Monday, 7 May 2012
Imagine the day when this arrived on the ranch, fresh from the factory, in Alma Michigan.
I stole this pic from BMW Dog, who has a neat photoset of historic vehicles in a parade in Montana.
Best I could find of a working Republic, in believable trim, as opposed to over-restored and shinier than ever was, even when it came out of the factory
""FLASH & FIZZLE" the latest title authored by David McMacken and published by the Alma Public Library, is available for purchase through the Library. The book chronicles the rise and fall of Alma's Republic Motor Truck Company. It is priced at $25.00. Mail orders are $30.00. Please make checks payable to the Alma Public Library."
It's a Republic truck, about 1918, later ones did not have the finned radiator casting. That's a toughly built thing, superior to many of its contemporaries.
No brakes on the front wheels! (Normal for the era, but scary on a downhill!)
Originally it would have had wooden spoked front wheels and solid tyres, these are very much a later addition. But not surprising. It's the front wheels and tyres that take the biggest shocks and the greatest lateral loads
Steering wheel was wooden. Another scary thing, the fuel filler is up there on the right. Oh yes. the fuel tank sits right up there over your knees. Nice idea if you crash. Or if it develops a leak. However, not such a bad idea in its era. No need for a fuel pump, it just gravity-fed to the carburettor down on the right side of the engine-block. Instrumentation? what?

→ **Task description**:
Write out the passage of the post about the Republic truck between "Originally it would" and "engine-block. Instrumentation? what?", inclusive. The material plays no part in this.

→ **Listed entries**:
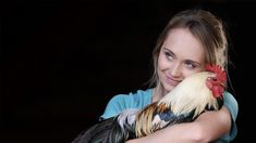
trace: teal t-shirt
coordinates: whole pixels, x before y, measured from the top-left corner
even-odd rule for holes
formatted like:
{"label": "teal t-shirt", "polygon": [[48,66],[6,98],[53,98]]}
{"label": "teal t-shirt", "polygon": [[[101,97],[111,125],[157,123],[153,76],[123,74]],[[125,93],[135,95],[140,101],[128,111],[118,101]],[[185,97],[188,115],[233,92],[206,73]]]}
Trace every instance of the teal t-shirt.
{"label": "teal t-shirt", "polygon": [[[129,94],[118,94],[109,101],[103,115],[100,116],[100,119],[107,119],[113,117],[127,108],[143,108],[151,103],[151,95],[153,95],[151,89],[137,90],[136,93],[131,92]],[[232,117],[232,129],[229,133],[220,138],[218,140],[218,143],[229,143],[237,134],[237,128],[235,125],[235,119],[239,113],[237,102],[233,98],[233,95],[227,91],[223,94],[223,99],[224,99],[224,106],[227,106],[227,108],[230,110]]]}

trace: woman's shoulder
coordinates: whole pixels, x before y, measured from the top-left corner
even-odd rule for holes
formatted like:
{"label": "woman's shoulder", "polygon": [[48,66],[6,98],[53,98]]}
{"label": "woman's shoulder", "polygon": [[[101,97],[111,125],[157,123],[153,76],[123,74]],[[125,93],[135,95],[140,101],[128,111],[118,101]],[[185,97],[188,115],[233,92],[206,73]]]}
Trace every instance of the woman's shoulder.
{"label": "woman's shoulder", "polygon": [[110,102],[143,102],[151,96],[151,89],[137,90],[127,94],[115,94]]}
{"label": "woman's shoulder", "polygon": [[239,113],[239,103],[236,99],[230,92],[225,91],[223,93],[223,101],[224,105],[229,108],[233,118],[235,119]]}

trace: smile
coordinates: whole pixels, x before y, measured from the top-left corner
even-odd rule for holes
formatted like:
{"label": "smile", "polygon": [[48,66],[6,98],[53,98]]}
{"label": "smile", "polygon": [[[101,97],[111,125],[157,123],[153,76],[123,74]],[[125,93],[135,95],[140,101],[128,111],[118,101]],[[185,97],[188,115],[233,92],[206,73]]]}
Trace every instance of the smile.
{"label": "smile", "polygon": [[164,75],[164,80],[168,84],[171,84],[173,87],[178,86],[181,82],[181,80],[175,80],[173,78],[168,77],[167,75]]}

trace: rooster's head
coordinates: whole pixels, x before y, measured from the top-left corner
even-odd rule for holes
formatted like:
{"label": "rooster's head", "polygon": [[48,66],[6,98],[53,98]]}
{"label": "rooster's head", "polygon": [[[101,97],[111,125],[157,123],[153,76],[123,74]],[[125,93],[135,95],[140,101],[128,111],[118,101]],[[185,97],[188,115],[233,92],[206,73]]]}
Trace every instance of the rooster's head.
{"label": "rooster's head", "polygon": [[227,82],[227,73],[225,70],[219,65],[209,65],[206,64],[206,70],[211,72],[215,76],[209,77],[206,80],[206,86],[212,91],[215,98],[219,98],[222,95],[225,82]]}

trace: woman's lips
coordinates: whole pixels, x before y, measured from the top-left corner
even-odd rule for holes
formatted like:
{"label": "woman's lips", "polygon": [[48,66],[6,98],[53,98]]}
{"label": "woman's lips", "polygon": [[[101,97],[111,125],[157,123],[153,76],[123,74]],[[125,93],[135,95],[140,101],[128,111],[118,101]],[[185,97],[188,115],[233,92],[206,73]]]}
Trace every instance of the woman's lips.
{"label": "woman's lips", "polygon": [[173,79],[173,78],[171,78],[171,77],[169,77],[167,75],[164,77],[166,77],[167,83],[171,84],[173,87],[178,86],[181,82],[181,80]]}

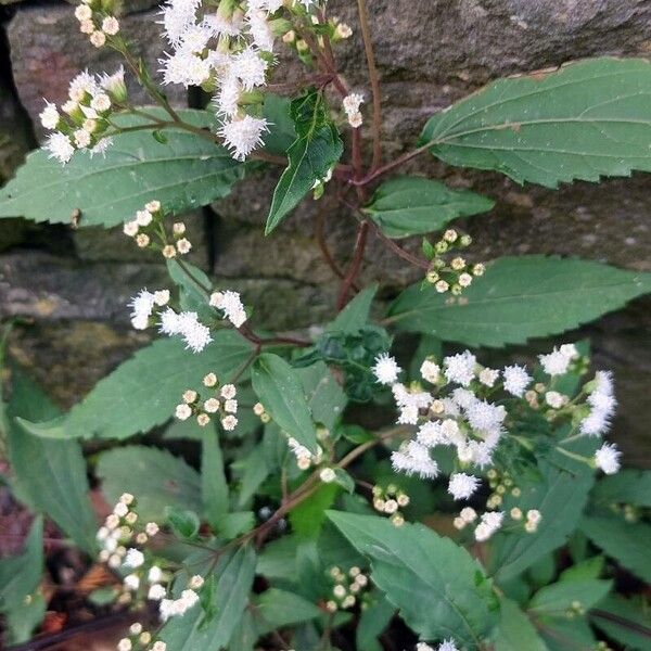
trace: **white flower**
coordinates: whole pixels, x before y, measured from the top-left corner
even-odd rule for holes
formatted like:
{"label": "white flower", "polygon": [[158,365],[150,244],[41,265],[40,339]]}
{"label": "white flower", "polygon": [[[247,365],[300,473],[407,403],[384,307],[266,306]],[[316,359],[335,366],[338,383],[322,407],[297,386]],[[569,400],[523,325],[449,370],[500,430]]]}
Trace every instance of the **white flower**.
{"label": "white flower", "polygon": [[263,133],[268,130],[266,119],[245,115],[242,118],[225,123],[218,135],[224,138],[224,143],[231,150],[232,157],[235,161],[244,161],[256,146],[264,144]]}
{"label": "white flower", "polygon": [[505,391],[521,398],[533,378],[524,367],[513,365],[503,370]]}
{"label": "white flower", "polygon": [[595,463],[605,474],[615,474],[620,470],[620,457],[622,452],[617,450],[617,446],[613,443],[604,443],[595,452]]}
{"label": "white flower", "polygon": [[423,380],[435,384],[438,381],[438,374],[441,373],[441,367],[430,359],[425,359],[420,368],[420,373]]}
{"label": "white flower", "polygon": [[455,499],[468,499],[478,487],[480,480],[473,475],[463,472],[457,472],[450,475],[448,493]]}
{"label": "white flower", "polygon": [[382,353],[375,357],[375,366],[371,368],[373,375],[380,384],[393,384],[398,380],[398,373],[403,369],[396,363],[396,360],[388,354]]}
{"label": "white flower", "polygon": [[46,107],[40,112],[41,125],[49,130],[55,129],[61,116],[55,104],[46,101]]}
{"label": "white flower", "polygon": [[144,563],[144,554],[139,550],[131,547],[127,549],[127,556],[125,556],[126,567],[140,567]]}
{"label": "white flower", "polygon": [[544,371],[551,376],[566,373],[567,367],[572,361],[572,357],[569,357],[561,350],[557,350],[557,348],[554,348],[548,355],[538,355],[538,359],[542,365]]}
{"label": "white flower", "polygon": [[75,153],[71,139],[65,133],[52,133],[47,142],[46,149],[50,152],[49,158],[56,158],[60,163],[68,163]]}
{"label": "white flower", "polygon": [[394,470],[408,475],[418,474],[422,478],[434,478],[438,474],[438,464],[430,457],[429,449],[416,441],[400,446],[391,456]]}
{"label": "white flower", "polygon": [[231,73],[240,79],[245,90],[264,86],[267,62],[252,48],[243,50],[232,59]]}
{"label": "white flower", "polygon": [[470,350],[464,350],[458,355],[445,357],[443,363],[448,382],[468,386],[474,378],[477,360]]}

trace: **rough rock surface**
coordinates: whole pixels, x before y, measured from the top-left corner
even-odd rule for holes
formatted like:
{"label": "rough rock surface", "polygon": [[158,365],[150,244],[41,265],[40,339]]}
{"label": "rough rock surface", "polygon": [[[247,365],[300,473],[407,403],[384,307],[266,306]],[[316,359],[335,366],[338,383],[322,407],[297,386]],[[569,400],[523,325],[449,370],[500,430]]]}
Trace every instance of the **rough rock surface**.
{"label": "rough rock surface", "polygon": [[[149,0],[126,2],[126,9],[151,4]],[[355,30],[354,38],[337,49],[341,68],[350,85],[370,99],[355,3],[330,0],[329,4]],[[586,56],[651,53],[648,1],[373,0],[369,7],[382,78],[387,156],[413,143],[433,112],[490,79]],[[113,55],[94,50],[78,35],[63,1],[20,3],[13,11],[15,17],[3,26],[11,62],[2,65],[13,75],[20,101],[33,120],[42,97],[61,100],[78,69],[117,65]],[[123,21],[127,31],[138,36],[150,62],[164,46],[155,21],[153,9]],[[291,77],[296,65],[282,52],[279,55],[284,71],[279,78]],[[173,97],[179,104],[187,101],[182,89]],[[4,105],[0,101],[0,111]],[[369,115],[368,104],[365,110]],[[40,135],[38,125],[36,132]],[[1,150],[0,143],[0,156]],[[651,270],[650,175],[550,191],[522,188],[497,174],[451,169],[427,157],[416,162],[409,173],[443,178],[497,201],[490,215],[467,220],[475,238],[474,259],[505,253],[556,253]],[[213,217],[196,217],[194,228],[201,232],[202,244],[195,261],[214,264],[220,282],[244,292],[255,305],[256,323],[305,327],[328,318],[336,295],[332,272],[319,257],[314,239],[319,214],[342,265],[350,255],[355,221],[330,200],[308,199],[271,238],[263,238],[259,227],[278,174],[275,169],[252,176],[213,206]],[[26,232],[25,228],[0,222],[0,311],[29,317],[31,324],[15,329],[11,350],[35,369],[58,399],[71,404],[141,341],[140,334],[126,329],[124,303],[135,289],[153,286],[164,275],[159,265],[133,256],[118,233],[34,227]],[[416,240],[406,244],[414,251],[419,245]],[[381,295],[390,298],[414,278],[411,269],[371,240],[365,281],[380,280]],[[650,305],[649,299],[637,301],[569,335],[589,335],[597,363],[616,371],[622,403],[618,438],[625,450],[635,449],[628,462],[647,465],[651,463],[646,426],[651,418]]]}

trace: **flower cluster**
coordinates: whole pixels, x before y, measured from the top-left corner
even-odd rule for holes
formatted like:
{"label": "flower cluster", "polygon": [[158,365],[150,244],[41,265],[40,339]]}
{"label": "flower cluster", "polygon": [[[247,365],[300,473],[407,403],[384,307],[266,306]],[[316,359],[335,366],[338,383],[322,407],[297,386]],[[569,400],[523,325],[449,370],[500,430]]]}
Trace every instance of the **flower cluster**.
{"label": "flower cluster", "polygon": [[436,649],[434,649],[434,647],[430,647],[430,644],[425,642],[419,642],[416,646],[416,651],[459,651],[459,649],[457,649],[455,640],[450,638],[444,640]]}
{"label": "flower cluster", "polygon": [[444,257],[444,254],[449,254],[455,248],[465,248],[471,243],[470,235],[460,235],[454,228],[446,230],[434,245],[427,241],[423,242],[423,252],[430,259],[425,280],[433,284],[439,294],[449,291],[458,296],[472,284],[475,277],[484,275],[485,267],[481,263],[470,266],[459,255],[449,260]]}
{"label": "flower cluster", "polygon": [[144,630],[140,622],[129,626],[129,635],[117,642],[117,651],[166,651],[167,644],[162,640],[155,640],[154,636]]}
{"label": "flower cluster", "polygon": [[[434,358],[425,359],[420,372],[430,390],[424,390],[420,382],[410,385],[398,382],[400,368],[387,354],[378,356],[372,368],[376,381],[391,386],[398,408],[397,422],[418,427],[414,438],[404,442],[392,454],[394,470],[434,478],[439,469],[432,450],[451,447],[458,470],[449,477],[448,493],[455,500],[467,500],[481,486],[477,475],[488,469],[486,476],[494,493],[486,502],[489,512],[481,515],[476,525],[477,540],[488,539],[502,525],[503,513],[490,510],[500,507],[507,490],[514,497],[520,495],[508,472],[494,467],[495,454],[505,436],[510,438],[509,427],[515,422],[509,419],[509,410],[531,409],[542,413],[550,423],[566,422],[577,431],[576,436],[603,433],[612,417],[615,399],[610,373],[597,372],[595,380],[585,384],[572,400],[558,391],[558,376],[586,366],[574,344],[540,355],[539,361],[548,380],[531,388],[534,379],[524,367],[513,365],[501,370],[482,367],[470,350],[445,357],[441,365]],[[586,429],[589,419],[599,420],[599,426]],[[618,456],[615,446],[604,444],[593,460],[585,461],[612,473],[620,467]],[[518,511],[511,515],[514,520],[522,519]],[[463,528],[476,518],[474,510],[468,508],[455,524]],[[525,531],[534,532],[539,520],[537,511],[531,518],[527,513]]]}
{"label": "flower cluster", "polygon": [[399,509],[409,505],[409,496],[395,484],[386,487],[373,486],[373,508],[380,513],[386,513],[396,526],[405,524],[405,516]]}
{"label": "flower cluster", "polygon": [[346,95],[343,100],[344,112],[346,113],[346,117],[348,118],[348,124],[354,129],[361,127],[362,118],[359,107],[361,106],[362,102],[363,95],[357,92],[352,92],[350,94]]}
{"label": "flower cluster", "polygon": [[369,577],[357,566],[343,572],[340,567],[330,567],[328,576],[333,582],[332,597],[326,602],[329,612],[353,608],[360,592],[369,585]]}
{"label": "flower cluster", "polygon": [[75,10],[81,34],[88,34],[95,48],[104,46],[107,38],[119,31],[119,22],[106,11],[111,4],[106,0],[81,0]]}
{"label": "flower cluster", "polygon": [[210,307],[215,307],[224,312],[224,318],[228,319],[235,328],[242,328],[246,321],[246,310],[242,304],[242,298],[238,292],[227,290],[226,292],[213,292],[209,299]]}
{"label": "flower cluster", "polygon": [[171,259],[178,255],[190,253],[191,242],[186,238],[186,225],[176,221],[171,227],[171,238],[165,230],[165,213],[161,202],[148,202],[141,210],[136,213],[133,219],[125,222],[123,232],[133,238],[140,248],[161,251],[163,257]]}
{"label": "flower cluster", "polygon": [[301,445],[292,436],[288,437],[288,445],[294,457],[296,457],[296,465],[301,470],[307,470],[310,465],[319,465],[323,461],[323,450],[317,446],[317,454],[312,455],[304,445]]}
{"label": "flower cluster", "polygon": [[188,420],[191,416],[196,417],[196,422],[205,427],[210,422],[212,414],[218,414],[221,419],[221,426],[230,432],[238,426],[238,400],[235,399],[238,390],[234,384],[225,384],[220,386],[217,375],[208,373],[203,379],[206,388],[213,390],[213,395],[208,398],[202,397],[192,388],[183,392],[183,401],[177,405],[175,416],[179,420]]}
{"label": "flower cluster", "polygon": [[39,115],[41,125],[52,131],[46,142],[50,158],[65,164],[77,150],[86,150],[91,156],[104,153],[111,144],[111,115],[126,99],[122,68],[101,77],[88,72],[77,75],[71,81],[68,100],[61,107],[46,102]]}

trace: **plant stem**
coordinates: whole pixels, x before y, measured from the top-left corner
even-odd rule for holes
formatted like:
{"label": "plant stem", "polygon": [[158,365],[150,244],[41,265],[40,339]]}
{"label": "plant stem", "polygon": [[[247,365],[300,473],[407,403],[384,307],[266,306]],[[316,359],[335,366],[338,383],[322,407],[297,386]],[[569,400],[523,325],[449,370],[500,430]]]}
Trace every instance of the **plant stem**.
{"label": "plant stem", "polygon": [[342,282],[342,286],[340,290],[340,295],[337,299],[337,309],[341,311],[346,307],[346,303],[348,302],[348,294],[350,292],[350,288],[359,273],[359,269],[361,268],[361,261],[363,259],[363,252],[367,244],[369,232],[369,222],[367,219],[359,224],[357,228],[357,240],[355,242],[355,252],[353,254],[353,261],[350,263],[350,268],[346,273]]}
{"label": "plant stem", "polygon": [[359,12],[359,23],[361,26],[361,38],[363,39],[363,50],[366,52],[367,65],[369,68],[369,80],[371,82],[371,93],[373,95],[373,158],[371,162],[371,173],[380,166],[382,159],[381,149],[381,126],[382,115],[380,108],[380,77],[375,67],[375,55],[373,53],[373,43],[371,40],[371,30],[369,28],[369,13],[367,11],[366,0],[357,0],[357,9]]}

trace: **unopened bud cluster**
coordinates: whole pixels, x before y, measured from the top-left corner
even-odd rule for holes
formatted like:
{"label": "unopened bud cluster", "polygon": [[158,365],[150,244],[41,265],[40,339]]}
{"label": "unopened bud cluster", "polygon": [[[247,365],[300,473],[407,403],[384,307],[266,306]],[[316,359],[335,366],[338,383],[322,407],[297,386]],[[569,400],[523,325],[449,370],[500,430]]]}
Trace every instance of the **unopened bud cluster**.
{"label": "unopened bud cluster", "polygon": [[129,634],[117,642],[116,651],[166,651],[167,644],[155,639],[155,634],[145,630],[140,622],[129,626]]}
{"label": "unopened bud cluster", "polygon": [[465,288],[472,284],[474,278],[483,276],[483,264],[469,265],[460,255],[450,255],[457,248],[465,248],[472,243],[472,238],[459,234],[450,228],[435,244],[423,241],[423,253],[430,260],[430,269],[425,280],[433,284],[439,294],[451,292],[458,296]]}
{"label": "unopened bud cluster", "polygon": [[156,200],[148,202],[141,210],[138,210],[133,219],[124,225],[123,232],[133,238],[140,248],[159,251],[166,259],[186,255],[192,248],[192,244],[186,238],[186,225],[182,221],[175,222],[171,234],[167,234],[165,213],[161,202]]}
{"label": "unopened bud cluster", "polygon": [[388,484],[386,487],[373,486],[373,509],[388,515],[396,526],[405,524],[405,516],[399,509],[408,505],[409,496],[395,484]]}
{"label": "unopened bud cluster", "polygon": [[177,405],[175,416],[179,420],[196,418],[200,426],[205,427],[213,418],[218,418],[221,426],[231,432],[238,426],[238,390],[234,384],[219,384],[215,373],[203,379],[203,385],[210,390],[208,397],[200,395],[192,388],[183,392],[182,403]]}
{"label": "unopened bud cluster", "polygon": [[328,571],[328,576],[332,580],[332,590],[326,608],[331,613],[353,608],[369,586],[369,577],[357,566],[347,572],[333,566]]}
{"label": "unopened bud cluster", "polygon": [[119,31],[119,22],[110,12],[112,0],[81,0],[75,10],[79,21],[79,30],[87,34],[95,48],[101,48]]}
{"label": "unopened bud cluster", "polygon": [[[82,5],[86,7],[86,5]],[[61,106],[46,102],[39,117],[51,131],[46,142],[50,158],[68,163],[78,150],[103,154],[111,144],[111,117],[127,99],[124,69],[113,75],[77,75]]]}

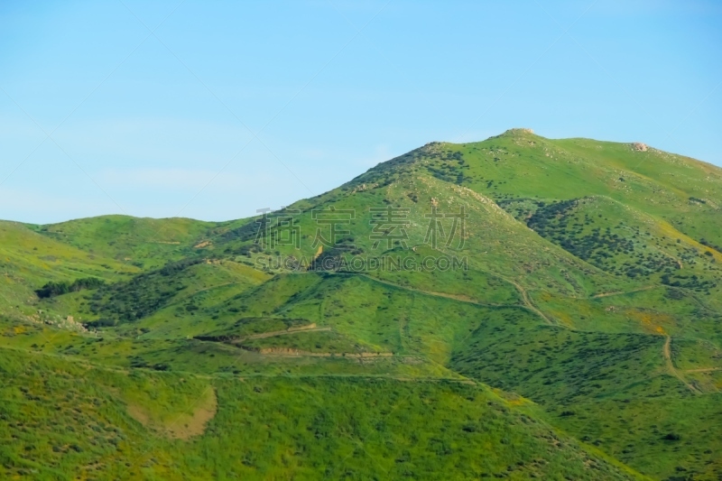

→ **Completed task**:
Originally it would have had wooden spoked front wheels and solid tyres, these are very much a later addition. But not surprising. It's the front wheels and tyres that take the biggest shocks and the greatest lateral loads
Steering wheel was wooden. Another scary thing, the fuel filler is up there on the right. Oh yes. the fuel tank sits right up there over your knees. Nice idea if you crash. Or if it develops a leak. However, not such a bad idea in its era. No need for a fuel pump, it just gravity-fed to the carburettor down on the right side of the engine-block. Instrumentation? what?